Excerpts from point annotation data
● ● ● ●
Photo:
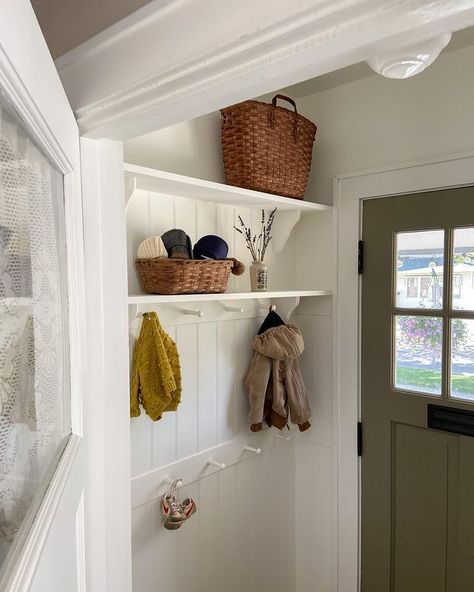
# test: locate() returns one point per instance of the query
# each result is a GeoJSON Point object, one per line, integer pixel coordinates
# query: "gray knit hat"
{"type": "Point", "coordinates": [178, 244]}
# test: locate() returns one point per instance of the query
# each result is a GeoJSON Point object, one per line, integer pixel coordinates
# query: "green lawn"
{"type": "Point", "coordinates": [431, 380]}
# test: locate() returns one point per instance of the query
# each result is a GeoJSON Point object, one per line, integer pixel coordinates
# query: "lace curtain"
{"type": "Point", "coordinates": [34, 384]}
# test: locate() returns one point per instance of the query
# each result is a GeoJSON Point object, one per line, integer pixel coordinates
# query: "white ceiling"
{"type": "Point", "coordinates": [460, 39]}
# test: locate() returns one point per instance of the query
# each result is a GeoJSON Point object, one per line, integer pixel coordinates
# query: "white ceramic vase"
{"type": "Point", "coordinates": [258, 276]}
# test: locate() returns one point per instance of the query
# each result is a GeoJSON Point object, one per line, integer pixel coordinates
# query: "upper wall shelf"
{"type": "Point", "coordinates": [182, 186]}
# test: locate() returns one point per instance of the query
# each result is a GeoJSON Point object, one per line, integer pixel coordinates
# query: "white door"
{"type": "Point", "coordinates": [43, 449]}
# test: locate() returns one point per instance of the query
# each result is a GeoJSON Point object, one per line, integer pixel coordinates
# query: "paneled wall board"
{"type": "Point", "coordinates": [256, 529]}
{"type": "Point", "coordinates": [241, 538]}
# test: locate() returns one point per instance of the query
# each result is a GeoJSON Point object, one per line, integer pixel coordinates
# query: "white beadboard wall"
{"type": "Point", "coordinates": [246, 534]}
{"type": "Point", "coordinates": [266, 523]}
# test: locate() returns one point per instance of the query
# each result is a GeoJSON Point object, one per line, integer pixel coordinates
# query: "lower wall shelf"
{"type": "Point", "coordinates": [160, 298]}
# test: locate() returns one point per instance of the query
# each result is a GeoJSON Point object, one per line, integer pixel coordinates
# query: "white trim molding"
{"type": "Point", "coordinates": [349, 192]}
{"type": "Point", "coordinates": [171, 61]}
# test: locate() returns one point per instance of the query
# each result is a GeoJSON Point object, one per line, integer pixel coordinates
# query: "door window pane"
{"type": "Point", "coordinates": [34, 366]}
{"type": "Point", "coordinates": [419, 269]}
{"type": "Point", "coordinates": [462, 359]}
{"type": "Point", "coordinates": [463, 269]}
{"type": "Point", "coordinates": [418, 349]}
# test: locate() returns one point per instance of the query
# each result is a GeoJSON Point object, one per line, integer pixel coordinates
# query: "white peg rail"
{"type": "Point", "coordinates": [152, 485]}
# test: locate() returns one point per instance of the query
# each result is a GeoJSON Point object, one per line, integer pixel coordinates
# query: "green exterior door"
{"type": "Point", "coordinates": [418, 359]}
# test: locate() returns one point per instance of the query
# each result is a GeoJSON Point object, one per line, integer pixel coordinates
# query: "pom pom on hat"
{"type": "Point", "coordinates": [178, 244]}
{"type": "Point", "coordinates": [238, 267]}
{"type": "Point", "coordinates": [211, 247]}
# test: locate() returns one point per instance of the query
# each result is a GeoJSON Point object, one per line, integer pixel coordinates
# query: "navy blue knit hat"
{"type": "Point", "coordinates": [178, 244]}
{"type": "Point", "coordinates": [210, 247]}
● ● ● ●
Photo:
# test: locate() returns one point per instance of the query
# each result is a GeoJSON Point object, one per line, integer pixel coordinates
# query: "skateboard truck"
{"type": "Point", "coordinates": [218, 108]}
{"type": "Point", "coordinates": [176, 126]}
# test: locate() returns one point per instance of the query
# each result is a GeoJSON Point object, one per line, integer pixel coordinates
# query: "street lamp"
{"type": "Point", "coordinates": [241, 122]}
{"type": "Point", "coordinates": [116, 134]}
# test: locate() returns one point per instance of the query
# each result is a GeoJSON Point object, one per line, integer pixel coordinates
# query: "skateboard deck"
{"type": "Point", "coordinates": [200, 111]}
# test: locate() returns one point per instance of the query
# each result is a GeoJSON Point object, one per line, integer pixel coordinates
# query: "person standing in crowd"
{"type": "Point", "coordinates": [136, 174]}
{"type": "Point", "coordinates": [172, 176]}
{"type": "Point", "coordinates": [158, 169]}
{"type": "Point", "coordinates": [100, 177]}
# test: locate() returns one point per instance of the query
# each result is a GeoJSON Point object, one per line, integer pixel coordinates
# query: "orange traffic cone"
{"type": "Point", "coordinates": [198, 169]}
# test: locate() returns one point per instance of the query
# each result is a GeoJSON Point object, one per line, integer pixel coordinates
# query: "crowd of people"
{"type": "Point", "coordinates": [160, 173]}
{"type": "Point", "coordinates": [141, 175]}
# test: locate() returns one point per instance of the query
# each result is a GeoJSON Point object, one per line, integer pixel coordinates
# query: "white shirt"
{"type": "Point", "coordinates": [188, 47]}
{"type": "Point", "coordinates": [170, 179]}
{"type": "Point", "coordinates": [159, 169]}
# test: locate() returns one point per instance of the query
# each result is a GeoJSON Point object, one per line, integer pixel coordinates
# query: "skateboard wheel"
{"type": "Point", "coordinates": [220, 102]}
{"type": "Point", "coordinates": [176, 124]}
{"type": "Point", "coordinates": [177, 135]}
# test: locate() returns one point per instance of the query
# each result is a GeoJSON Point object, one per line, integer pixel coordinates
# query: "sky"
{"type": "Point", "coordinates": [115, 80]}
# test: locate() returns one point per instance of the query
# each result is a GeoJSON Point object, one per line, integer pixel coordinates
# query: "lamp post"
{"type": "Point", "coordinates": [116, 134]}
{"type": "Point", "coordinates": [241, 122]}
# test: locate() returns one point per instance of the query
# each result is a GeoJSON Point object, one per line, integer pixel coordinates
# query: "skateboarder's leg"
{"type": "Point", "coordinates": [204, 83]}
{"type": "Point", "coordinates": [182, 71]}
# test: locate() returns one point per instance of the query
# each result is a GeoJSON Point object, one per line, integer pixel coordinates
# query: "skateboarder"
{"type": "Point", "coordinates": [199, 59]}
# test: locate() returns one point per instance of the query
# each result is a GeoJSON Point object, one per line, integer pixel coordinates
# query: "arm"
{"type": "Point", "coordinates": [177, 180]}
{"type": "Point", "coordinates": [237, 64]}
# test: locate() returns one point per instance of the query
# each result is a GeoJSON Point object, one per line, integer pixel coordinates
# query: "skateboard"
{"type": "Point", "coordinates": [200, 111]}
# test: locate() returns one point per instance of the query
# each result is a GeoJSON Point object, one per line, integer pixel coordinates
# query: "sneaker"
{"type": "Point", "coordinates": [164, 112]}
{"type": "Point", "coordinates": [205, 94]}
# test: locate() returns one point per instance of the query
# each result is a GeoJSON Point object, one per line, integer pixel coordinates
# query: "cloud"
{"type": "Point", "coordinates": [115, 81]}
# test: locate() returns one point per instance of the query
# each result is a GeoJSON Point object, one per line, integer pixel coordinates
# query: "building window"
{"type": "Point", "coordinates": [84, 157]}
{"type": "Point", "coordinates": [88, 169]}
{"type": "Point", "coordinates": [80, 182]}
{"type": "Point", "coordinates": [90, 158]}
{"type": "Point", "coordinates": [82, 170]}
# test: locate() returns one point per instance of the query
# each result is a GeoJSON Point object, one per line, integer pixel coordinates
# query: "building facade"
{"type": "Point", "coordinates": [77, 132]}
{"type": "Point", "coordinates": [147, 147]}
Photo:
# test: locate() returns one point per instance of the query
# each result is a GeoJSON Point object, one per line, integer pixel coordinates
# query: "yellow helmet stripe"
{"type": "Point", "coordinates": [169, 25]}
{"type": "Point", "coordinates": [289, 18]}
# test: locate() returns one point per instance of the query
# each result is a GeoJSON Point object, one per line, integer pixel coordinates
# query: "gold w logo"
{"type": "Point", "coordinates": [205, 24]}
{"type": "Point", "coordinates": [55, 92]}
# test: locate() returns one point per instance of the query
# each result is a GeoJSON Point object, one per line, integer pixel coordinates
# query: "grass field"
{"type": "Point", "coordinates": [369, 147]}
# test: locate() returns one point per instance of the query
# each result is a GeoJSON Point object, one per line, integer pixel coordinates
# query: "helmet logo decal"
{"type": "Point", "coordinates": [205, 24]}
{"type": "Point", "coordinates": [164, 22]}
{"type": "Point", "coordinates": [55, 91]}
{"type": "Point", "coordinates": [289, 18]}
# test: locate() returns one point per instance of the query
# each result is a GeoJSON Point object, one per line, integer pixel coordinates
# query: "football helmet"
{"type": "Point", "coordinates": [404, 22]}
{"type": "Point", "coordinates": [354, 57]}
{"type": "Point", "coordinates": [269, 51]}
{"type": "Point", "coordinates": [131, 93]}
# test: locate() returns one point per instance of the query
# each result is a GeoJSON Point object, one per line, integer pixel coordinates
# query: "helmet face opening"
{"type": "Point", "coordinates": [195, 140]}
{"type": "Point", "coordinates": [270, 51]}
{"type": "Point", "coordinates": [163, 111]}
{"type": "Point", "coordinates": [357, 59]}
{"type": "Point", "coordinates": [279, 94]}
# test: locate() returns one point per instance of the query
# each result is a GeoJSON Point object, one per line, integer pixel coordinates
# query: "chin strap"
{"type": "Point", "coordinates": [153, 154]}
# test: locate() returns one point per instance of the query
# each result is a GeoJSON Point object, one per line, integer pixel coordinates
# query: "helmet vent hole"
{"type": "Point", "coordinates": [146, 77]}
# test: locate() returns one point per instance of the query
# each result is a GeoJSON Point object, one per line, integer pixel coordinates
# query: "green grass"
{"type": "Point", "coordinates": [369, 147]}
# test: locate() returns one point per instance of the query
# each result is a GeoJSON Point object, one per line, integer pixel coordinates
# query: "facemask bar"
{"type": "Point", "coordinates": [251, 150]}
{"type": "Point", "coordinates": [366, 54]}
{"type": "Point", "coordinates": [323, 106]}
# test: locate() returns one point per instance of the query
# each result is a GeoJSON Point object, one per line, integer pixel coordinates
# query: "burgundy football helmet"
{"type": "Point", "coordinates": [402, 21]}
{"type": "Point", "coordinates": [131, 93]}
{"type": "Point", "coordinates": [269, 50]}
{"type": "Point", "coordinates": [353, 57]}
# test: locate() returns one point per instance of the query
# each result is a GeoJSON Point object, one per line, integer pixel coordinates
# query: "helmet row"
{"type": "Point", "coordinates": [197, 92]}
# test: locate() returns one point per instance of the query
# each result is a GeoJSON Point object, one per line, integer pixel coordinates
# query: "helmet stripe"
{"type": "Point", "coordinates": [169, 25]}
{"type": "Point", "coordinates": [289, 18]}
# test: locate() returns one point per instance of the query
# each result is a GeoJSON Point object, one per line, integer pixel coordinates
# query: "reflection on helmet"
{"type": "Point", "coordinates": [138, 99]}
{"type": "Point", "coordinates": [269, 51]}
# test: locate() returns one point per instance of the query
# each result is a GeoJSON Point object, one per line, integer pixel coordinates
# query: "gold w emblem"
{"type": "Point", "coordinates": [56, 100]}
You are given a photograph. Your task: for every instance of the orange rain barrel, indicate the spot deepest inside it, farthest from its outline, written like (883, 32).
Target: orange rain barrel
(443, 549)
● ● ● ●
AIM OF THE TASK
Count the lines in the entries above that contain the string "orange". Reply with the number only.

ANSWER BELOW
3